• EXERCISE:
Carry on the passage about the stigma surrounding mental health, picking up after its final sentence.

In a society in which social media encourages people to share everything from what they are eating to where they go on vacation and everything in between it is shocking that talking about mental health problems still carry a stigma. According to the American Psychiatric Association about 51% of the U.S. Adult population lives with some sort of mental disorder yet very few are willing to admit they need help for fear of being thought of as less than perfect. In a world that values perfection (or the illusion of perfection) being “less than” is more than most people can bear.
Mental health is an important component to a healthy lifestyle. Positive mental health helps an individual realize their potential, maintain healthy relationships, manage stress, and contribute to society. Talking about such issues is as important as talking about smart food choices or getting the right amount of exercise. Mental health encompasses all aspect of our lives and has a profound affect on those around us, yet we choose to stay silent. Men are thought of as “weak” if they admit to feeling anxious. Women are thought to be “complaining” if they admit to feeling less than happy 24/7. It is ironic that in a society so quick to find the flaws in others, people are afraid to reach out for help for fear of being judged by those that are most likely having similar feelings themselves.

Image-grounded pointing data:

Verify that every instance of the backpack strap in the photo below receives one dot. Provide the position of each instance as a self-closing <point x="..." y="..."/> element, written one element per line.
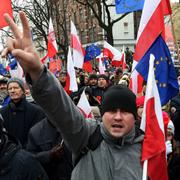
<point x="94" y="141"/>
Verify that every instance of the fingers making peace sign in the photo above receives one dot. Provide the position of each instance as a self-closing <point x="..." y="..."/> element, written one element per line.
<point x="22" y="47"/>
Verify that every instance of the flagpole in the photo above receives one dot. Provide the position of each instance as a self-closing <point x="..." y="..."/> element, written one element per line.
<point x="145" y="164"/>
<point x="174" y="36"/>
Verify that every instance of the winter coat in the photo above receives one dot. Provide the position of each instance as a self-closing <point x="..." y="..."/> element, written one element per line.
<point x="20" y="117"/>
<point x="17" y="164"/>
<point x="42" y="138"/>
<point x="113" y="159"/>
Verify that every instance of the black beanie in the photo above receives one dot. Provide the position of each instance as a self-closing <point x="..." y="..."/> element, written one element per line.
<point x="93" y="76"/>
<point x="17" y="80"/>
<point x="119" y="96"/>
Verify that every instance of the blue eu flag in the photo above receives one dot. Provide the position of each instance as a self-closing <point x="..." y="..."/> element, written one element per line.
<point x="91" y="52"/>
<point x="125" y="6"/>
<point x="165" y="73"/>
<point x="3" y="71"/>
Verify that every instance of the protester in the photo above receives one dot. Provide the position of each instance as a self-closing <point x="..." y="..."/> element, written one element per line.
<point x="93" y="80"/>
<point x="15" y="163"/>
<point x="46" y="143"/>
<point x="118" y="154"/>
<point x="4" y="97"/>
<point x="19" y="115"/>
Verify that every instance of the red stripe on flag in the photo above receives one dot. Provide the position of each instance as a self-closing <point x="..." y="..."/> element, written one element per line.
<point x="154" y="145"/>
<point x="153" y="28"/>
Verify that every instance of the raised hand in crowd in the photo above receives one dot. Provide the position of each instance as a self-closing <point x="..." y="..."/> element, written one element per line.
<point x="22" y="47"/>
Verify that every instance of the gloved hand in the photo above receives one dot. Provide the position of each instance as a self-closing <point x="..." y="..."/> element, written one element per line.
<point x="168" y="147"/>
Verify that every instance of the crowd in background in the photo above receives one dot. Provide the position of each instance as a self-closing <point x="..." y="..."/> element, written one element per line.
<point x="25" y="121"/>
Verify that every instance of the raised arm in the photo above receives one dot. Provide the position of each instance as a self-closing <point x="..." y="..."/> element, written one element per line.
<point x="22" y="47"/>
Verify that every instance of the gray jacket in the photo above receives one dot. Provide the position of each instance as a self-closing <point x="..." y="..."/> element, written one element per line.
<point x="113" y="159"/>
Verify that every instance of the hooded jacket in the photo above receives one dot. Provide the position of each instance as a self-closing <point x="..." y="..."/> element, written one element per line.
<point x="113" y="159"/>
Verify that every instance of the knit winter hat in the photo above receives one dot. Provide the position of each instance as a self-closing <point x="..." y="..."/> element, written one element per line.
<point x="119" y="96"/>
<point x="103" y="76"/>
<point x="17" y="80"/>
<point x="170" y="127"/>
<point x="93" y="76"/>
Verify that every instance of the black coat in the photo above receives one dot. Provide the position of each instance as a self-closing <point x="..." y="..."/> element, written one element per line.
<point x="17" y="164"/>
<point x="42" y="138"/>
<point x="20" y="117"/>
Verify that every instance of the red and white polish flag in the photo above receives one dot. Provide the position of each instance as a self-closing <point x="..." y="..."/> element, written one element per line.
<point x="71" y="74"/>
<point x="77" y="49"/>
<point x="52" y="45"/>
<point x="151" y="26"/>
<point x="153" y="149"/>
<point x="84" y="106"/>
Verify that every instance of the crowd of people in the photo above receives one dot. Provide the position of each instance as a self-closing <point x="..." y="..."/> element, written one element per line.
<point x="43" y="135"/>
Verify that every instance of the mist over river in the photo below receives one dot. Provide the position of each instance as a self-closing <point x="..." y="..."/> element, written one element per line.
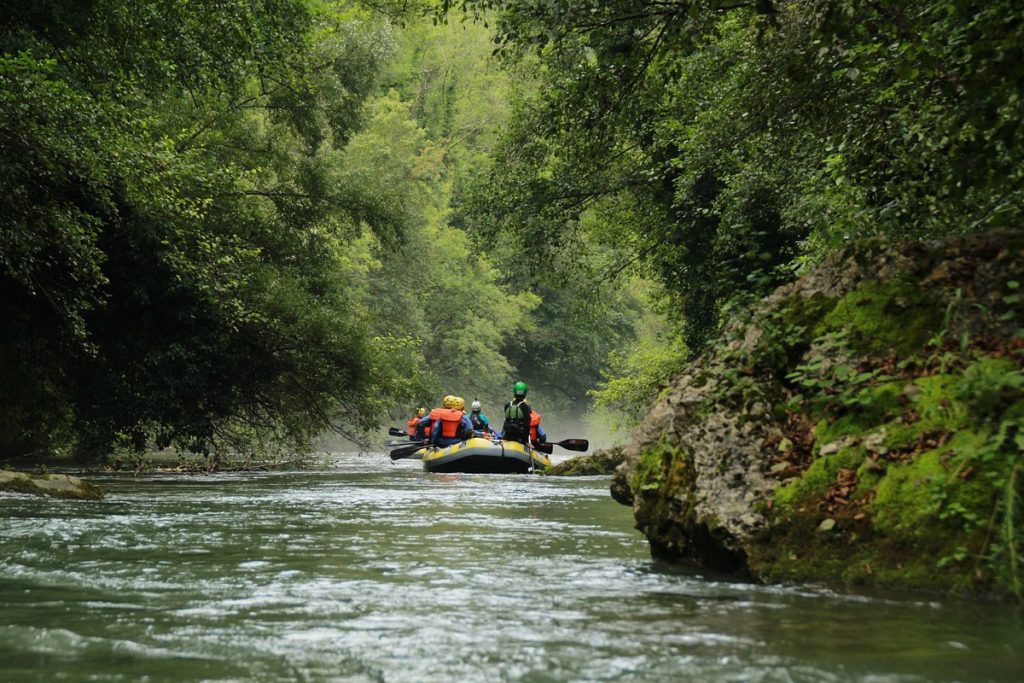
<point x="368" y="570"/>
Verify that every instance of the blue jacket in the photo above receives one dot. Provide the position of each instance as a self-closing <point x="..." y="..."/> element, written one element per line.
<point x="465" y="427"/>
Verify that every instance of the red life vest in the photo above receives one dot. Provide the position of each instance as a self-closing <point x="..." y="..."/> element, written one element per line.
<point x="434" y="414"/>
<point x="451" y="422"/>
<point x="535" y="421"/>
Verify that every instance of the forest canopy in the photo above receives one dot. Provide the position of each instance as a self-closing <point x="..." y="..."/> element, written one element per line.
<point x="235" y="225"/>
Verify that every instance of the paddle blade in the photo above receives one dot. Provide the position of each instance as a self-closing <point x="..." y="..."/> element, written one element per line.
<point x="395" y="444"/>
<point x="404" y="452"/>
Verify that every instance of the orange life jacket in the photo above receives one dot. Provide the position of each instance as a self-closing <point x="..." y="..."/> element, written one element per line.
<point x="451" y="421"/>
<point x="434" y="414"/>
<point x="535" y="420"/>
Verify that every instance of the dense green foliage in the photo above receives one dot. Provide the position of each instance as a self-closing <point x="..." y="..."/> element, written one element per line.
<point x="730" y="141"/>
<point x="247" y="222"/>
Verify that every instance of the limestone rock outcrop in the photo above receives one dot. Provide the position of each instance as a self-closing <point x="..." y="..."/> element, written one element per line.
<point x="862" y="424"/>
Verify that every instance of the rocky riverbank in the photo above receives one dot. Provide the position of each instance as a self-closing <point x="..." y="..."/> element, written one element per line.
<point x="863" y="424"/>
<point x="54" y="485"/>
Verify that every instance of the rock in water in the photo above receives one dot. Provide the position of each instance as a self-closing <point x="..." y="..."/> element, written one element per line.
<point x="852" y="428"/>
<point x="56" y="485"/>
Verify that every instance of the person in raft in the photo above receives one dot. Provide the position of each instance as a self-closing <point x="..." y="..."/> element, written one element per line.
<point x="479" y="421"/>
<point x="517" y="414"/>
<point x="414" y="423"/>
<point x="427" y="422"/>
<point x="452" y="425"/>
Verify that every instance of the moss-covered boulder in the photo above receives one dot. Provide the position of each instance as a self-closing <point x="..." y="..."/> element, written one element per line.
<point x="598" y="463"/>
<point x="55" y="485"/>
<point x="863" y="424"/>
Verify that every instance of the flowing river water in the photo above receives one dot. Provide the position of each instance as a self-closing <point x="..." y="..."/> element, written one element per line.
<point x="374" y="571"/>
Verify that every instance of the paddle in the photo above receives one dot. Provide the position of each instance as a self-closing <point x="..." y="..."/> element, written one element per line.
<point x="568" y="444"/>
<point x="394" y="444"/>
<point x="407" y="451"/>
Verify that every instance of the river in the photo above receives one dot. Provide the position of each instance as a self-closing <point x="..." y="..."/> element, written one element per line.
<point x="373" y="571"/>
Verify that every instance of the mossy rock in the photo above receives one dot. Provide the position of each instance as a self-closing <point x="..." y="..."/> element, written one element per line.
<point x="54" y="485"/>
<point x="886" y="316"/>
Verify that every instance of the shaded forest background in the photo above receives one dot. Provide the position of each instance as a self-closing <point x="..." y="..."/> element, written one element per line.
<point x="232" y="225"/>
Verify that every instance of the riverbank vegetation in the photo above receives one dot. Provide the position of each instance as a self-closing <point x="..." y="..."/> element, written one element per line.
<point x="231" y="227"/>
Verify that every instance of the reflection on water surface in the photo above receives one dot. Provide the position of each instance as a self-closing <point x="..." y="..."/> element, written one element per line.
<point x="373" y="571"/>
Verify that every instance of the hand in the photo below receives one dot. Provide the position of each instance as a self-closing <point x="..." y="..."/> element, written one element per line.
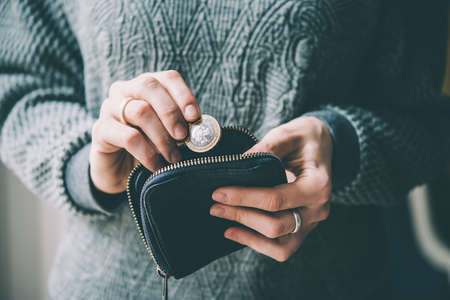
<point x="305" y="147"/>
<point x="154" y="121"/>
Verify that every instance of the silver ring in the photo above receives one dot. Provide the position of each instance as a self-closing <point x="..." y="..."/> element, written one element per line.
<point x="123" y="105"/>
<point x="298" y="221"/>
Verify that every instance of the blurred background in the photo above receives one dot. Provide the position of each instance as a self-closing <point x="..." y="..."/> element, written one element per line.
<point x="29" y="234"/>
<point x="31" y="229"/>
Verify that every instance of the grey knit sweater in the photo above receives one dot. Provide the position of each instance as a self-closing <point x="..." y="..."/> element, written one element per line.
<point x="376" y="64"/>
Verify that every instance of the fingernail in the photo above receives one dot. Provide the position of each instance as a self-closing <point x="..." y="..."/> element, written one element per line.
<point x="180" y="131"/>
<point x="217" y="211"/>
<point x="220" y="197"/>
<point x="191" y="111"/>
<point x="175" y="156"/>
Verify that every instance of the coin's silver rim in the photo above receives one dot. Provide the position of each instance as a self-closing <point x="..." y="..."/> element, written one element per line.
<point x="213" y="143"/>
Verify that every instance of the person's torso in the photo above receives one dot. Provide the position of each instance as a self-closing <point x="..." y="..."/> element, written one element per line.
<point x="254" y="64"/>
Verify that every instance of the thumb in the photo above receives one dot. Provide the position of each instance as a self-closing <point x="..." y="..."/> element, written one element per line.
<point x="276" y="142"/>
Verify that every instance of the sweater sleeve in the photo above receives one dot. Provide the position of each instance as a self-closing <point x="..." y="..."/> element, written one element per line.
<point x="44" y="120"/>
<point x="398" y="151"/>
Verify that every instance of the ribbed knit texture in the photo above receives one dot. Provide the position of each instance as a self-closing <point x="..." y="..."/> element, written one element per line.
<point x="256" y="64"/>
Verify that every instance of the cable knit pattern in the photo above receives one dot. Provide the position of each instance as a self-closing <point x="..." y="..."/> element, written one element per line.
<point x="256" y="64"/>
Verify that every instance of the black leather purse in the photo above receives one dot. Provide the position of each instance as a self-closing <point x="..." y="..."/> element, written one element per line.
<point x="171" y="206"/>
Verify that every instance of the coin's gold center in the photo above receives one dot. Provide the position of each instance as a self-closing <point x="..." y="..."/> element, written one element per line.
<point x="202" y="134"/>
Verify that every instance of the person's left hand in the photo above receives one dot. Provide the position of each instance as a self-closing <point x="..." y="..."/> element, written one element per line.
<point x="305" y="147"/>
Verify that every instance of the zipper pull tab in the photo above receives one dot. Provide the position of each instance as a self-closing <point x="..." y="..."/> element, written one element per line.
<point x="164" y="287"/>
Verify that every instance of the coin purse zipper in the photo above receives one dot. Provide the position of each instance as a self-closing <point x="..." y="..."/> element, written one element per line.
<point x="205" y="160"/>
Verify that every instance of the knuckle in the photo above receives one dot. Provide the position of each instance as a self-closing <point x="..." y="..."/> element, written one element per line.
<point x="148" y="81"/>
<point x="283" y="254"/>
<point x="275" y="230"/>
<point x="238" y="215"/>
<point x="140" y="110"/>
<point x="273" y="202"/>
<point x="172" y="74"/>
<point x="132" y="138"/>
<point x="170" y="112"/>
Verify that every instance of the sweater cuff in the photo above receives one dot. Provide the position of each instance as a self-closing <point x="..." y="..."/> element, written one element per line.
<point x="346" y="156"/>
<point x="83" y="191"/>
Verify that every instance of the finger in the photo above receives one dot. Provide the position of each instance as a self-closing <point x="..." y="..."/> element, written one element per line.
<point x="139" y="113"/>
<point x="281" y="197"/>
<point x="277" y="141"/>
<point x="279" y="249"/>
<point x="181" y="93"/>
<point x="148" y="88"/>
<point x="311" y="215"/>
<point x="314" y="186"/>
<point x="113" y="134"/>
<point x="269" y="225"/>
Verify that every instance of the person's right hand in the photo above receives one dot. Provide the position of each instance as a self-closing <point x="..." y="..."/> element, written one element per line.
<point x="156" y="119"/>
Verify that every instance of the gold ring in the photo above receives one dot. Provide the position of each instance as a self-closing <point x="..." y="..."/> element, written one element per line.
<point x="298" y="221"/>
<point x="123" y="105"/>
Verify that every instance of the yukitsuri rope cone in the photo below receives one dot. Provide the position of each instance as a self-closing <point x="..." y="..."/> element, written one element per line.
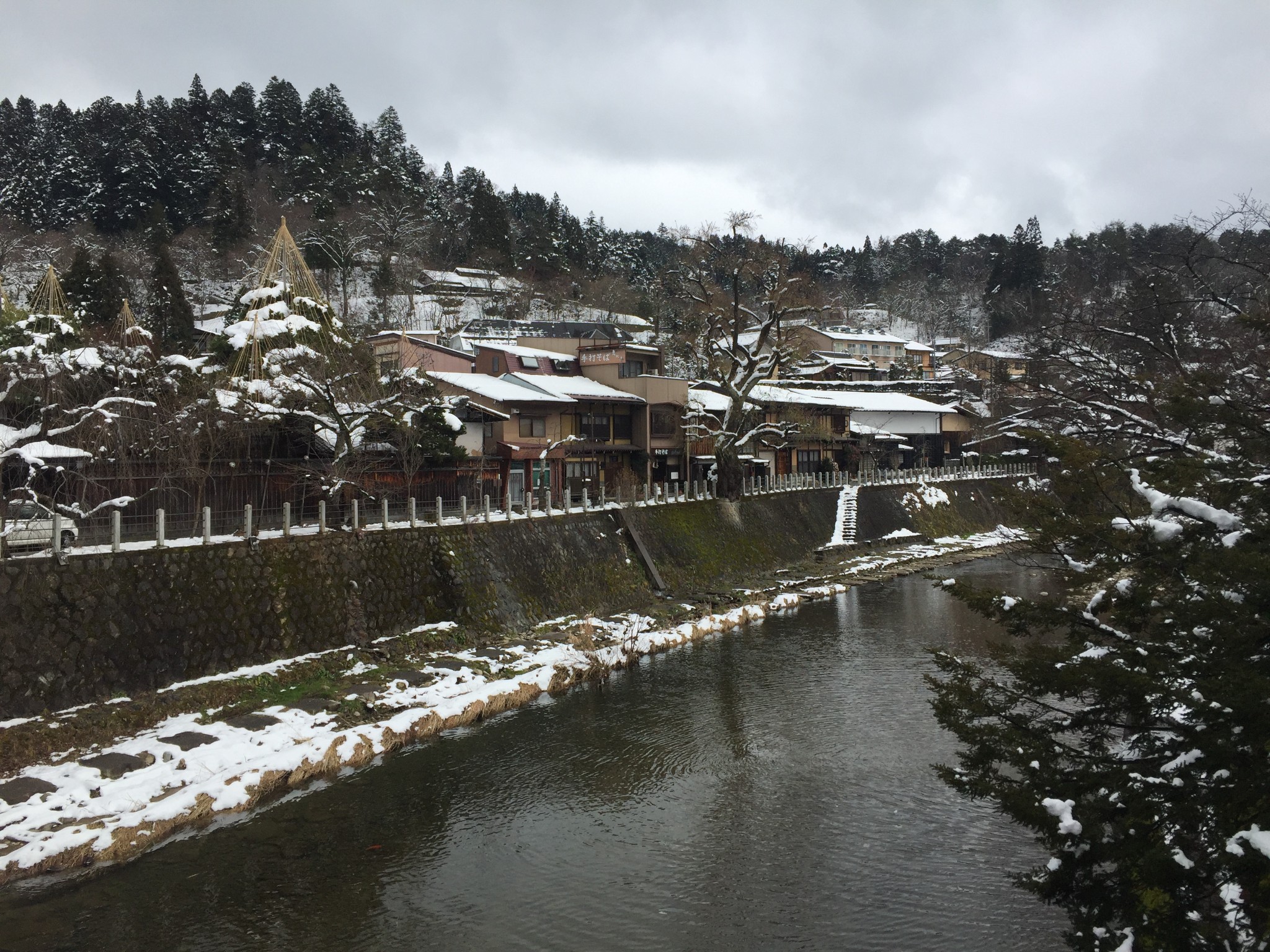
<point x="130" y="333"/>
<point x="286" y="287"/>
<point x="47" y="298"/>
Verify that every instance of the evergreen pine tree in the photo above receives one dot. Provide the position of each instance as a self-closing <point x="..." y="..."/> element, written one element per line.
<point x="1126" y="724"/>
<point x="81" y="286"/>
<point x="229" y="213"/>
<point x="280" y="117"/>
<point x="172" y="319"/>
<point x="94" y="288"/>
<point x="22" y="186"/>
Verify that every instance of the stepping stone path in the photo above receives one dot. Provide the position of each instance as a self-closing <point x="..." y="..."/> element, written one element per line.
<point x="189" y="741"/>
<point x="365" y="691"/>
<point x="252" y="723"/>
<point x="115" y="765"/>
<point x="314" y="705"/>
<point x="448" y="664"/>
<point x="415" y="679"/>
<point x="23" y="788"/>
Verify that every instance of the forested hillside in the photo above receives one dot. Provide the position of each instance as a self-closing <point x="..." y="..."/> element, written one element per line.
<point x="128" y="196"/>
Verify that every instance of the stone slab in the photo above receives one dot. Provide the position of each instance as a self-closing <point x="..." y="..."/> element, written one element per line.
<point x="115" y="764"/>
<point x="189" y="741"/>
<point x="252" y="721"/>
<point x="314" y="705"/>
<point x="23" y="788"/>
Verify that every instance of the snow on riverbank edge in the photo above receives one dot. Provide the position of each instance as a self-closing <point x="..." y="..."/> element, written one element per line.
<point x="93" y="819"/>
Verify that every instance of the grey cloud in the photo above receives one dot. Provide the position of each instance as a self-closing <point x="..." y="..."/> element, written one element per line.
<point x="830" y="120"/>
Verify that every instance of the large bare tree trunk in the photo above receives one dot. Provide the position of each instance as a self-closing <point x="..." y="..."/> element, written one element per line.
<point x="732" y="474"/>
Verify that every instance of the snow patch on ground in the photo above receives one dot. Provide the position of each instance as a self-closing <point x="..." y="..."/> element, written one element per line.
<point x="92" y="814"/>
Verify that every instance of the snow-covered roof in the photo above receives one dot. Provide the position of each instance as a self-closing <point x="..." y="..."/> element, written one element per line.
<point x="505" y="390"/>
<point x="868" y="335"/>
<point x="1001" y="353"/>
<point x="876" y="432"/>
<point x="841" y="359"/>
<point x="522" y="351"/>
<point x="473" y="278"/>
<point x="887" y="402"/>
<point x="574" y="387"/>
<point x="43" y="450"/>
<point x="710" y="402"/>
<point x="543" y="310"/>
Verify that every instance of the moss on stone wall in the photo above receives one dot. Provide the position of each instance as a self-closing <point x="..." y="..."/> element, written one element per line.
<point x="104" y="625"/>
<point x="721" y="544"/>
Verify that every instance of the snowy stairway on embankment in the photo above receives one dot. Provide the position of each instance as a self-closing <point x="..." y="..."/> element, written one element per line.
<point x="845" y="523"/>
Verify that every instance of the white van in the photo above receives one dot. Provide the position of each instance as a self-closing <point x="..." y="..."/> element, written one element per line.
<point x="29" y="523"/>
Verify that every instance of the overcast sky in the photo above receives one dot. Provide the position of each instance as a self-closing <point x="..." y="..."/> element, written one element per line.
<point x="832" y="121"/>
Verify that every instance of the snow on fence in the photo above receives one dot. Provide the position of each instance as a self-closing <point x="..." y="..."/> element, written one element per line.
<point x="118" y="531"/>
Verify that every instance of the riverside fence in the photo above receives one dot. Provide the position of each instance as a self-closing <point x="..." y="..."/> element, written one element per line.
<point x="115" y="531"/>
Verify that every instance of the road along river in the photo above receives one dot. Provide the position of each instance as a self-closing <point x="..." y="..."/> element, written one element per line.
<point x="766" y="787"/>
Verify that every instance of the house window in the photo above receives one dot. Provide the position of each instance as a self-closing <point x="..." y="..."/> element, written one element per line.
<point x="593" y="427"/>
<point x="664" y="423"/>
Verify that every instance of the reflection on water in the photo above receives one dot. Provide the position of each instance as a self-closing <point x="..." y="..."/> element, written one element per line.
<point x="770" y="787"/>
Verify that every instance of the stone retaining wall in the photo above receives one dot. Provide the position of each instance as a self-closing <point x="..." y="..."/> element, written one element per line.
<point x="103" y="625"/>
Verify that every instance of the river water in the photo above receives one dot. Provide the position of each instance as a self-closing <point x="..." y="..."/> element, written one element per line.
<point x="768" y="788"/>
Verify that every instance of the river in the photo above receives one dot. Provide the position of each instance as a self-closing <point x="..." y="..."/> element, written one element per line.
<point x="766" y="788"/>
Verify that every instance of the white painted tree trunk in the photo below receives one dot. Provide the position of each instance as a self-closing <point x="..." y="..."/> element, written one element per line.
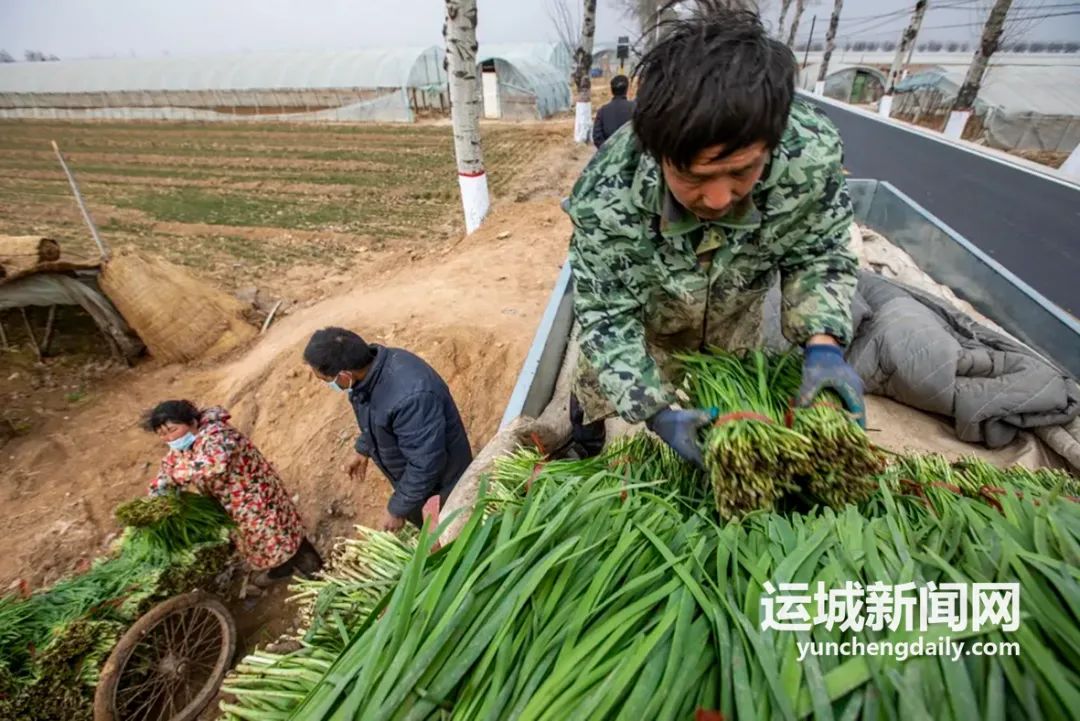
<point x="799" y="5"/>
<point x="885" y="106"/>
<point x="460" y="33"/>
<point x="957" y="122"/>
<point x="1071" y="164"/>
<point x="582" y="80"/>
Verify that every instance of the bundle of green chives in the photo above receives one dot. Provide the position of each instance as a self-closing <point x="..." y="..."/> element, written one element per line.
<point x="752" y="457"/>
<point x="361" y="571"/>
<point x="607" y="597"/>
<point x="53" y="641"/>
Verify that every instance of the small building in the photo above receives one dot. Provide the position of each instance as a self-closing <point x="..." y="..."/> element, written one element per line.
<point x="518" y="84"/>
<point x="1018" y="107"/>
<point x="858" y="84"/>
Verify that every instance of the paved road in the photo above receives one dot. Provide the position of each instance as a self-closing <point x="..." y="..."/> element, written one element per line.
<point x="1028" y="223"/>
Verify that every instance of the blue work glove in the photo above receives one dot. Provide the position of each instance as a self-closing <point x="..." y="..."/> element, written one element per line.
<point x="678" y="429"/>
<point x="825" y="369"/>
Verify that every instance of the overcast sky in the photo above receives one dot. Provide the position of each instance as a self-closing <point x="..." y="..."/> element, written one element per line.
<point x="150" y="28"/>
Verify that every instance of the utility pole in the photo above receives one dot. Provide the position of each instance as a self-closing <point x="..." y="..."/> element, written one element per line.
<point x="834" y="23"/>
<point x="905" y="49"/>
<point x="969" y="91"/>
<point x="460" y="33"/>
<point x="813" y="22"/>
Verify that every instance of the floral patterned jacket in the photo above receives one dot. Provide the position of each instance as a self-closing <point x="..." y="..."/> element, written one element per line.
<point x="225" y="464"/>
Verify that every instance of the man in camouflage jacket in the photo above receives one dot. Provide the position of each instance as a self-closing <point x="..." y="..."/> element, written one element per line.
<point x="685" y="218"/>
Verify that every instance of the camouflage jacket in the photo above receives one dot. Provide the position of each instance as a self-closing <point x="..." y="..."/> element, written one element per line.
<point x="650" y="277"/>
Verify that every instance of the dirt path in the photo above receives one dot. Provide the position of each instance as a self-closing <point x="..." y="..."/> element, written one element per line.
<point x="470" y="310"/>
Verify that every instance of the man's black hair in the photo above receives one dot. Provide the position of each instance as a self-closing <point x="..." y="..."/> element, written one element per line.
<point x="171" y="411"/>
<point x="334" y="350"/>
<point x="714" y="78"/>
<point x="620" y="84"/>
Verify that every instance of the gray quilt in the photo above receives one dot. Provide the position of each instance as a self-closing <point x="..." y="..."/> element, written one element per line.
<point x="920" y="351"/>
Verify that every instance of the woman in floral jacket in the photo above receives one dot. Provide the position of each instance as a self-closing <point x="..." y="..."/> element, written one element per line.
<point x="211" y="457"/>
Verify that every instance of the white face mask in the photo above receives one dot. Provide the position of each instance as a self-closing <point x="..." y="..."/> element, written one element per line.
<point x="334" y="384"/>
<point x="184" y="441"/>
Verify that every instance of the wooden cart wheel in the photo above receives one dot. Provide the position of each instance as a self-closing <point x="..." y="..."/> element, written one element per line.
<point x="170" y="664"/>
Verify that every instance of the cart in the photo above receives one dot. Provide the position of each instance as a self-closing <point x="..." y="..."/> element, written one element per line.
<point x="170" y="664"/>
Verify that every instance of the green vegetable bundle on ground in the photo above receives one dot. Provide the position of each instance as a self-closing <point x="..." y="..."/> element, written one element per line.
<point x="53" y="642"/>
<point x="599" y="595"/>
<point x="763" y="451"/>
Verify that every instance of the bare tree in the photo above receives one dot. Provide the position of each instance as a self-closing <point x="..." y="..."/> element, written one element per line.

• OUTPUT:
Only by talking about mental health problems will we begin to erase the stigma associated with it. We look at Hollywood as a “perfect” place with “perfect” people so when celebrities such as Carrie Fisher or Catherine Zeta-Jones choose to share their own struggles with mental illness it chips away at the stigma and makes it easier for us to admit to our own battles. The television show “This is Us” shows characters with real problems which is one reason for its immense popularity. People can relate to the struggles of the characters as it pertains to their own lives. This season, the show is starting to delve into the topic of depression with a lead character which will hopefully lead to even more open discussions around the water cooler.
Virtually everyone is touched in some way by mental health issues. The more we talk about it the more it becomes part of everyday life, but we need to choose our words carefully. Referring to someone as “crazy” can perpetuate the stigma especially when it is meant as an insult. Certain words have negative connotations and can do more harm than good. Education is also a key component in destigmatizing these issues. The more we understand the disorders the more we can normalize them. Mental health issues are not just momentary experiences that happen they are just as real as any other illness and should not be trivialized.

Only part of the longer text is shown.